-- Try it --
Below is a block of records; return all of them exactly, but without the images.

____ Material for the task

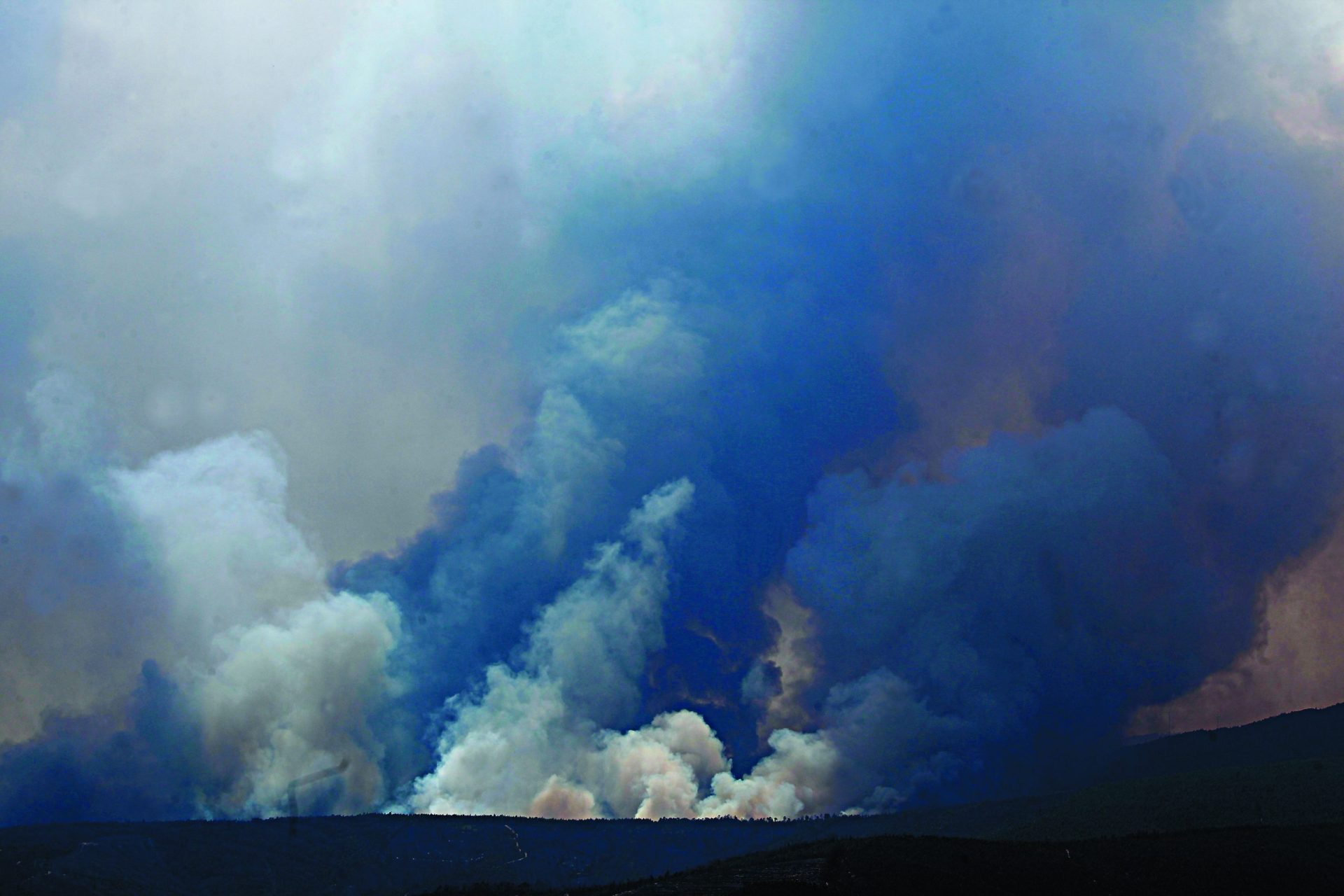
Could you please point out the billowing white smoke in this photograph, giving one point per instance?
(188, 562)
(539, 738)
(533, 732)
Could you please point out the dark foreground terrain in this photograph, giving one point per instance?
(1256, 809)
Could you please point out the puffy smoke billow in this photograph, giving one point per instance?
(999, 346)
(204, 664)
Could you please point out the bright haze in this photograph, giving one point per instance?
(645, 410)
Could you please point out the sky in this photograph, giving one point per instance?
(659, 409)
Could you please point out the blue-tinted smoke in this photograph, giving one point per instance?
(995, 337)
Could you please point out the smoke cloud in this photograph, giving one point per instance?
(671, 410)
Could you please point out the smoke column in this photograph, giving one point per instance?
(675, 410)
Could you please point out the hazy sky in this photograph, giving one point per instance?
(663, 409)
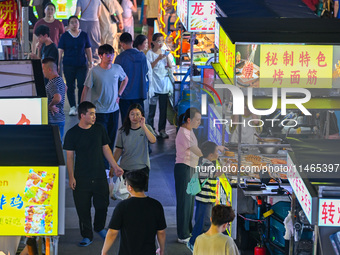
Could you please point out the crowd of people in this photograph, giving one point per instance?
(112, 85)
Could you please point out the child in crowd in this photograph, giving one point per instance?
(213, 242)
(160, 82)
(128, 7)
(132, 142)
(207, 197)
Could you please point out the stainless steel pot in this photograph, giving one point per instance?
(269, 149)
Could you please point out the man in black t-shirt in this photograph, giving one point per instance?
(139, 218)
(89, 142)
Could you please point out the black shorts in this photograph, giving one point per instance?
(150, 21)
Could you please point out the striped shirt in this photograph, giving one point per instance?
(208, 192)
(56, 86)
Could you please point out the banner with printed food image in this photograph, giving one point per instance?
(9, 16)
(29, 201)
(202, 16)
(301, 66)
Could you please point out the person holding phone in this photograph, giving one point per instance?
(132, 142)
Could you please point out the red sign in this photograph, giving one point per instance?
(8, 19)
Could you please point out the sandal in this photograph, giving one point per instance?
(85, 242)
(102, 233)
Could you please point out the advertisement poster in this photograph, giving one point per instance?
(21, 111)
(227, 55)
(202, 16)
(64, 8)
(8, 19)
(182, 12)
(29, 201)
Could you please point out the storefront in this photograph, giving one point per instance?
(286, 72)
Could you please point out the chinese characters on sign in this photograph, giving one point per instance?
(300, 189)
(329, 212)
(21, 111)
(202, 17)
(303, 66)
(8, 19)
(182, 12)
(227, 54)
(29, 200)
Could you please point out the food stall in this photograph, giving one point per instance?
(286, 68)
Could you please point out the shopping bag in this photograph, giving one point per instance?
(145, 30)
(119, 190)
(111, 187)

________

-- Solution for this exercise --
Could you please point out the billowing white smoke in this photograph, giving one point per instance?
(188, 562)
(539, 738)
(533, 732)
Could you please point out the dark foreground terrain in this photograph, giving one point per instance?
(1256, 809)
Could you please point out the puffy smoke billow in this photograph, giving one point per instance?
(999, 346)
(204, 664)
Could you please point out the bright haze in this photograph, giving one point per instance?
(645, 410)
Could you please point out the sky in this photograph, giving one point per instance?
(659, 409)
Could you please point out the blue-tinted smoke in this photograph, giving one point per instance?
(995, 337)
Could you please point out the smoke cloud in this photograph, giving one point per instance?
(671, 410)
Could you please point out the smoke column in this photograph, giving one point per instance?
(675, 410)
Could you please point out the hazy sky in this photograph, giving one point per instance?
(663, 409)
Could you please point out the crowd of people in this photograph, giving one point per instance?
(112, 85)
Could you please point out the child in crowd in this photograph, giving one point per instance?
(213, 242)
(160, 82)
(128, 7)
(132, 142)
(207, 197)
Could you please point out the stainless steel pot in this photograph, giving one point per instance?
(269, 149)
Could you please point out the man in black t-shirt in this photograph, giving one point per instance?
(139, 218)
(89, 142)
Could you please point out the black shorts in this photograph, giving one point per instance?
(150, 21)
Could you please point out the striped shirt in this photograph, giving one point per instance?
(208, 192)
(56, 86)
Could you please point out the banner with printed food image in this photograph, giving one point per instance?
(9, 16)
(29, 201)
(202, 16)
(301, 66)
Could you please point out the person holding phone in this photograph, giving one point per instance?
(132, 142)
Could you please point out the red sign in this photograph, giving one point per instance?
(8, 19)
Could you please point out the sandal in this photograph, giving one point per instance?
(85, 242)
(102, 233)
Could you please point out the advertisement poster in this photograph, giving one point per instance?
(21, 111)
(227, 55)
(202, 16)
(64, 8)
(8, 19)
(182, 12)
(29, 201)
Could you please point out the storefront in this photograph, giving one point per instance?
(286, 72)
Could you please point out the chinese characters on sign in this photograph, giving one point per instance?
(300, 189)
(329, 212)
(21, 111)
(202, 17)
(303, 66)
(8, 19)
(182, 12)
(227, 54)
(29, 200)
Could you please point out the food stall in this photograph, giving one point per instance?
(286, 68)
Could you please point out the shopping bag in this photograph, giving one point per instance?
(145, 30)
(119, 190)
(111, 187)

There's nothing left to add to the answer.